Return every line from the one with "Target: harvested stubble field" through the one with "Annotation guideline: every instance of the plowed", inclusive, exactly as it appears below.
--------------------------------------------------
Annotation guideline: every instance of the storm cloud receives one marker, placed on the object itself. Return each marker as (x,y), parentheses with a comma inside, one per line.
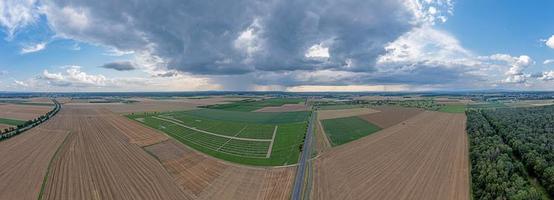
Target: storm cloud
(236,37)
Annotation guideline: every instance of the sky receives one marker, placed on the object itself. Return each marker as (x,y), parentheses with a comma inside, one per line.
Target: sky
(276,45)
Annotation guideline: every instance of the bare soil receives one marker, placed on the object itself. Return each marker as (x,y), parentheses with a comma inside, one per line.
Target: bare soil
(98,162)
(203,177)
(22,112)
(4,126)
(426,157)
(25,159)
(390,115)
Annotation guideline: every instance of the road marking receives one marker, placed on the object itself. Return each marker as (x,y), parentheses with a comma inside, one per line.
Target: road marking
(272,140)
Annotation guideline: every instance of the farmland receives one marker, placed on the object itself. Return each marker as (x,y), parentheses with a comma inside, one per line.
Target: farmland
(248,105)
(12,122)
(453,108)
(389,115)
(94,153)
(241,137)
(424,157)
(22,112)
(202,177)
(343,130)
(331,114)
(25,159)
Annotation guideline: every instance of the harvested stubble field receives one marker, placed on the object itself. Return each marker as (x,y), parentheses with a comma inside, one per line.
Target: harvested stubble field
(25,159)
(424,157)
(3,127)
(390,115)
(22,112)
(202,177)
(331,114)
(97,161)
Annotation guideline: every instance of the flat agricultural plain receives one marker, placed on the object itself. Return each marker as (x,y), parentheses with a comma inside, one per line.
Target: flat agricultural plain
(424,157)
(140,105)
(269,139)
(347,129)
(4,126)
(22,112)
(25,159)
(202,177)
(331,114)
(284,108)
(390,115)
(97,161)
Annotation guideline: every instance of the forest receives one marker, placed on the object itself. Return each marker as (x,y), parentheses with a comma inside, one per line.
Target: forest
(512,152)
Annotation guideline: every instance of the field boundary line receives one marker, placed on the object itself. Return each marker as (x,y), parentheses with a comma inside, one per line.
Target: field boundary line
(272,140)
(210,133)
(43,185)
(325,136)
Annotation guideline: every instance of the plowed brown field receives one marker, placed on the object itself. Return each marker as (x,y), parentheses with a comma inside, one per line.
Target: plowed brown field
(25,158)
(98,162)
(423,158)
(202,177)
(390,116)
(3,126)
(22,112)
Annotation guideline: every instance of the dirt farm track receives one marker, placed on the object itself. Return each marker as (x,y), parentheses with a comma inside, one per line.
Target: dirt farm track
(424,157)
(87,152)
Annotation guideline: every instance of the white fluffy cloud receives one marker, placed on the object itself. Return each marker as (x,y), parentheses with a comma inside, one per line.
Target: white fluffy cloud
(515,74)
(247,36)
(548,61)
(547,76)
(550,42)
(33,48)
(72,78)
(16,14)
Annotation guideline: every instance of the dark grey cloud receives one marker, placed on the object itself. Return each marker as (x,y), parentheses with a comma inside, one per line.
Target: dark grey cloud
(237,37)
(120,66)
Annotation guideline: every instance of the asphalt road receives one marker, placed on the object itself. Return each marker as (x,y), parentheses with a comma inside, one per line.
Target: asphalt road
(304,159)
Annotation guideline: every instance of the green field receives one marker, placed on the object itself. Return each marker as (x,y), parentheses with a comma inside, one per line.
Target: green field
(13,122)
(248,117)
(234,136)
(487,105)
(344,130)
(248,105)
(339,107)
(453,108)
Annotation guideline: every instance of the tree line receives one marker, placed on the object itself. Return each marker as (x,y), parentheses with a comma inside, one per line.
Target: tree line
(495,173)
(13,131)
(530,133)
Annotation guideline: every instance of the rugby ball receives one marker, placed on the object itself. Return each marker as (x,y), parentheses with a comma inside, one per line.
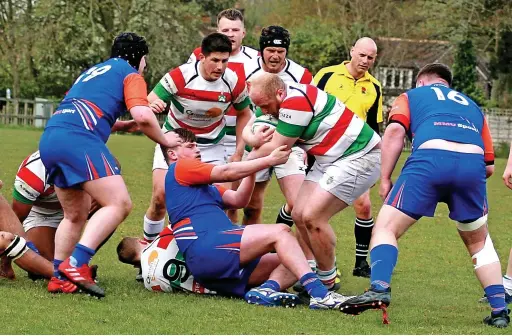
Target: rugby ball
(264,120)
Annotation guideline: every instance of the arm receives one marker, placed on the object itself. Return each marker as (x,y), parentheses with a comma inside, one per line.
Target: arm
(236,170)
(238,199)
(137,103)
--------------------------------------------------
### THE ANSWER
Target: harvested stubble field
(25,159)
(424,157)
(3,127)
(390,115)
(22,112)
(202,177)
(331,114)
(97,161)
Annotation guideline: every instance of the flat agricultural plain receives one marker, placed on the object itself. Return each marker as (x,y), parentheses with a comma inside, one per line.
Target: flat agricultural plain
(424,157)
(140,105)
(269,139)
(347,129)
(4,126)
(22,112)
(25,159)
(202,177)
(331,114)
(284,108)
(390,115)
(97,161)
Annotation guideline: every instance of the forest receives one marker, placed on the object itself. Return each marker as (x,y), parentheses with a comma inside, one per line.
Target: forest
(512,152)
Annotation guideline: every instance of the field boundary line receives one marker, placed on the object itself. Return each marker as (x,y), parentheses with a comma inside, one per line.
Target: field boundary line
(272,140)
(210,133)
(43,185)
(325,136)
Annotation guideline: every instance of the plowed brown field receives one marker, placed on the object itself. Return each marker as (x,y), parentheses with a comma inside, one per line.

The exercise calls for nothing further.